→ Your instructions
Leave the pictures out, and print everything else in the records exactly.

→ Dataset extract
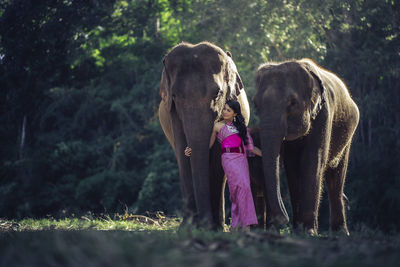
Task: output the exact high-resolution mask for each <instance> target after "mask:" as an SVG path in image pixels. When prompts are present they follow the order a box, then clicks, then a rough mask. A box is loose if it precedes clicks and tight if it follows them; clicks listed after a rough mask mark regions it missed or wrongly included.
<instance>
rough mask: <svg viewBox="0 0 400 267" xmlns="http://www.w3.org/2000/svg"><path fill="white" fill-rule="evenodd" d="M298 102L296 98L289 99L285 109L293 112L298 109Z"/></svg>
mask: <svg viewBox="0 0 400 267" xmlns="http://www.w3.org/2000/svg"><path fill="white" fill-rule="evenodd" d="M298 104H299V102H298V101H297V99H296V98H291V99H290V100H289V101H288V105H287V109H288V111H289V112H292V111H294V110H295V109H296V108H297V107H298Z"/></svg>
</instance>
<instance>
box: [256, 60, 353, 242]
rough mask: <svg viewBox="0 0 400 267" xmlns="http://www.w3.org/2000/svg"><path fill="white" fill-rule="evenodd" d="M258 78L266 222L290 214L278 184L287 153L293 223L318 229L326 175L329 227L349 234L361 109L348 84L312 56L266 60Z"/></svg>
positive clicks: (288, 172)
mask: <svg viewBox="0 0 400 267" xmlns="http://www.w3.org/2000/svg"><path fill="white" fill-rule="evenodd" d="M256 83H257V91H256V94H255V96H254V103H255V107H256V109H257V112H258V116H259V118H260V139H261V148H262V151H263V158H262V163H263V171H264V179H265V193H266V198H267V201H266V204H267V221H268V224H272V225H275V226H278V225H281V224H285V223H287V222H288V220H289V218H288V215H287V212H286V209H285V206H284V204H283V202H282V197H281V193H280V185H279V184H280V181H279V163H280V159H281V158H283V165H284V167H285V171H286V176H287V179H288V185H289V192H290V201H291V206H292V211H293V212H292V213H293V226H294V228H295V229H301V228H303V229H305V230H306V231H307V232H308V233H310V234H317V233H318V208H319V202H320V196H321V186H322V183H323V179H324V180H325V182H326V186H327V189H328V196H329V203H330V228H331V230H333V231H343V232H344V233H345V234H347V235H348V234H349V232H348V228H347V224H346V215H345V208H344V199H343V188H344V183H345V178H346V170H347V164H348V159H349V151H350V145H351V140H352V137H353V135H354V132H355V130H356V128H357V125H358V121H359V111H358V108H357V105H356V104H355V103H354V101H353V100H352V98H351V96H350V94H349V91H348V89H347V88H346V86H345V84H344V83H343V82H342V81H341V80H340V79H339V78H338V77H337V76H336V75H335V74H333V73H332V72H329V71H327V70H325V69H323V68H322V67H320V66H318V65H317V64H316V63H314V62H313V61H312V60H310V59H302V60H297V61H287V62H283V63H268V64H263V65H261V66H260V67H259V68H258V71H257V78H256Z"/></svg>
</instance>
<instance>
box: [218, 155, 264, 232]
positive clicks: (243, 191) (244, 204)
mask: <svg viewBox="0 0 400 267" xmlns="http://www.w3.org/2000/svg"><path fill="white" fill-rule="evenodd" d="M221 159H222V167H223V168H224V171H225V175H226V178H227V180H228V186H229V192H230V200H231V202H232V209H231V216H232V222H231V227H232V228H236V227H242V226H248V225H252V224H258V221H257V215H256V211H255V208H254V201H253V196H252V194H251V187H250V175H249V165H248V163H247V158H246V156H245V154H242V153H224V154H222V156H221Z"/></svg>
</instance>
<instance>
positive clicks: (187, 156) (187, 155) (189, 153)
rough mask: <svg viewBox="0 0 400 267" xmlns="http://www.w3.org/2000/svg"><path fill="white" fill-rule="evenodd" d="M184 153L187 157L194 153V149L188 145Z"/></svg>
mask: <svg viewBox="0 0 400 267" xmlns="http://www.w3.org/2000/svg"><path fill="white" fill-rule="evenodd" d="M184 153H185V156H186V157H190V155H192V149H191V148H190V147H188V146H187V147H186V148H185V151H184Z"/></svg>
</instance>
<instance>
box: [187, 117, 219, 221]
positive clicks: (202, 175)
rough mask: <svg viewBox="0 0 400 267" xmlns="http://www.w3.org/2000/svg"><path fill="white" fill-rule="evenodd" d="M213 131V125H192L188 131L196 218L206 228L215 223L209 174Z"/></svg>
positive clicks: (188, 145) (188, 140)
mask: <svg viewBox="0 0 400 267" xmlns="http://www.w3.org/2000/svg"><path fill="white" fill-rule="evenodd" d="M210 121H211V120H210ZM197 128H198V129H197ZM208 128H209V129H210V131H209V132H208V131H207V130H205V129H208ZM211 129H212V124H210V125H207V126H204V125H201V126H199V127H197V126H194V125H192V129H190V131H187V135H186V138H187V144H188V146H189V147H191V148H192V154H191V156H190V166H191V171H192V181H193V188H194V197H195V202H196V207H197V216H196V217H197V221H198V223H199V224H200V226H205V227H210V226H211V225H212V222H213V216H212V207H211V192H210V173H209V168H210V166H209V157H210V149H209V142H210V136H211Z"/></svg>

→ Response area
Task: output the exact high-resolution mask for each <instance> target after "mask:" as an SVG path in image pixels. When prompts are present they follow the order a box, then clicks, then a rough mask. A box is loose if it precedes clicks and tight if it follows them; clicks listed after a rough mask mark regions it missed or wrongly included.
<instance>
rough mask: <svg viewBox="0 0 400 267" xmlns="http://www.w3.org/2000/svg"><path fill="white" fill-rule="evenodd" d="M298 102L296 98L289 99L285 109L293 112L298 109Z"/></svg>
mask: <svg viewBox="0 0 400 267" xmlns="http://www.w3.org/2000/svg"><path fill="white" fill-rule="evenodd" d="M298 104H299V102H298V101H297V99H296V98H291V99H290V100H289V101H288V105H287V109H288V111H289V112H292V111H294V110H295V109H296V108H297V107H298Z"/></svg>
</instance>
<instance>
box: [256, 60, 353, 242]
rough mask: <svg viewBox="0 0 400 267" xmlns="http://www.w3.org/2000/svg"><path fill="white" fill-rule="evenodd" d="M258 78L266 222L290 214L278 184L287 153L293 223L318 229L326 175L329 227L349 234L361 109L348 84L312 56L266 60Z"/></svg>
positive clicks: (288, 172)
mask: <svg viewBox="0 0 400 267" xmlns="http://www.w3.org/2000/svg"><path fill="white" fill-rule="evenodd" d="M256 83H257V91H256V94H255V96H254V103H255V107H256V109H257V112H258V116H259V118H260V139H261V148H262V151H263V158H262V163H263V171H264V179H265V193H266V198H267V201H266V204H267V221H268V224H272V225H275V226H278V225H281V224H285V223H287V222H288V220H289V218H288V215H287V212H286V209H285V206H284V204H283V202H282V197H281V193H280V185H279V184H280V181H279V163H280V159H281V158H283V165H284V167H285V171H286V176H287V179H288V185H289V192H290V201H291V206H292V211H293V212H292V213H293V226H294V228H295V229H301V228H303V229H305V230H306V231H307V232H308V233H310V234H317V233H318V208H319V202H320V196H321V186H322V183H323V179H324V180H325V182H326V186H327V189H328V196H329V203H330V228H331V230H333V231H343V232H344V233H345V234H347V235H348V234H349V232H348V228H347V224H346V215H345V208H344V199H343V188H344V183H345V178H346V170H347V164H348V159H349V151H350V145H351V140H352V137H353V135H354V132H355V130H356V128H357V125H358V121H359V111H358V108H357V105H356V104H355V103H354V101H353V100H352V98H351V96H350V94H349V91H348V89H347V88H346V86H345V84H344V83H343V82H342V81H341V80H340V79H339V78H338V77H337V76H336V75H335V74H333V73H332V72H329V71H327V70H325V69H323V68H322V67H320V66H318V65H317V64H316V63H314V62H313V61H312V60H310V59H302V60H297V61H287V62H283V63H268V64H263V65H261V66H260V67H259V68H258V71H257V78H256Z"/></svg>
</instance>
<instance>
box: [218, 155, 264, 232]
positive clicks: (243, 191) (244, 204)
mask: <svg viewBox="0 0 400 267" xmlns="http://www.w3.org/2000/svg"><path fill="white" fill-rule="evenodd" d="M221 159H222V167H223V168H224V171H225V175H226V178H227V180H228V186H229V192H230V200H231V202H232V209H231V216H232V222H231V227H232V228H236V227H242V226H248V225H252V224H258V221H257V215H256V211H255V208H254V201H253V196H252V194H251V187H250V175H249V165H248V163H247V158H246V156H245V154H242V153H224V154H222V156H221Z"/></svg>
</instance>
<instance>
positive clicks: (187, 156) (187, 155) (189, 153)
rough mask: <svg viewBox="0 0 400 267" xmlns="http://www.w3.org/2000/svg"><path fill="white" fill-rule="evenodd" d="M184 153L187 157L194 153V149L188 145Z"/></svg>
mask: <svg viewBox="0 0 400 267" xmlns="http://www.w3.org/2000/svg"><path fill="white" fill-rule="evenodd" d="M184 153H185V156H186V157H190V155H192V149H191V148H190V147H188V146H187V147H186V148H185V151H184Z"/></svg>
</instance>
<instance>
box: [187, 117, 219, 221]
positive clicks: (202, 175)
rough mask: <svg viewBox="0 0 400 267" xmlns="http://www.w3.org/2000/svg"><path fill="white" fill-rule="evenodd" d="M213 131V125H192L188 131L196 218L206 228L215 223L209 174Z"/></svg>
positive clicks: (188, 145) (188, 140)
mask: <svg viewBox="0 0 400 267" xmlns="http://www.w3.org/2000/svg"><path fill="white" fill-rule="evenodd" d="M210 121H211V120H210ZM197 128H198V129H197ZM208 128H209V129H210V131H209V132H208V131H207V130H205V129H208ZM211 129H212V124H210V125H207V126H204V125H201V126H199V127H197V126H194V125H192V129H190V131H187V135H186V138H187V144H188V146H189V147H191V148H192V154H191V156H190V166H191V171H192V181H193V188H194V197H195V202H196V207H197V216H196V217H197V221H198V223H199V224H200V226H205V227H210V226H211V225H212V222H213V216H212V207H211V192H210V173H209V168H210V166H209V157H210V149H209V142H210V136H211Z"/></svg>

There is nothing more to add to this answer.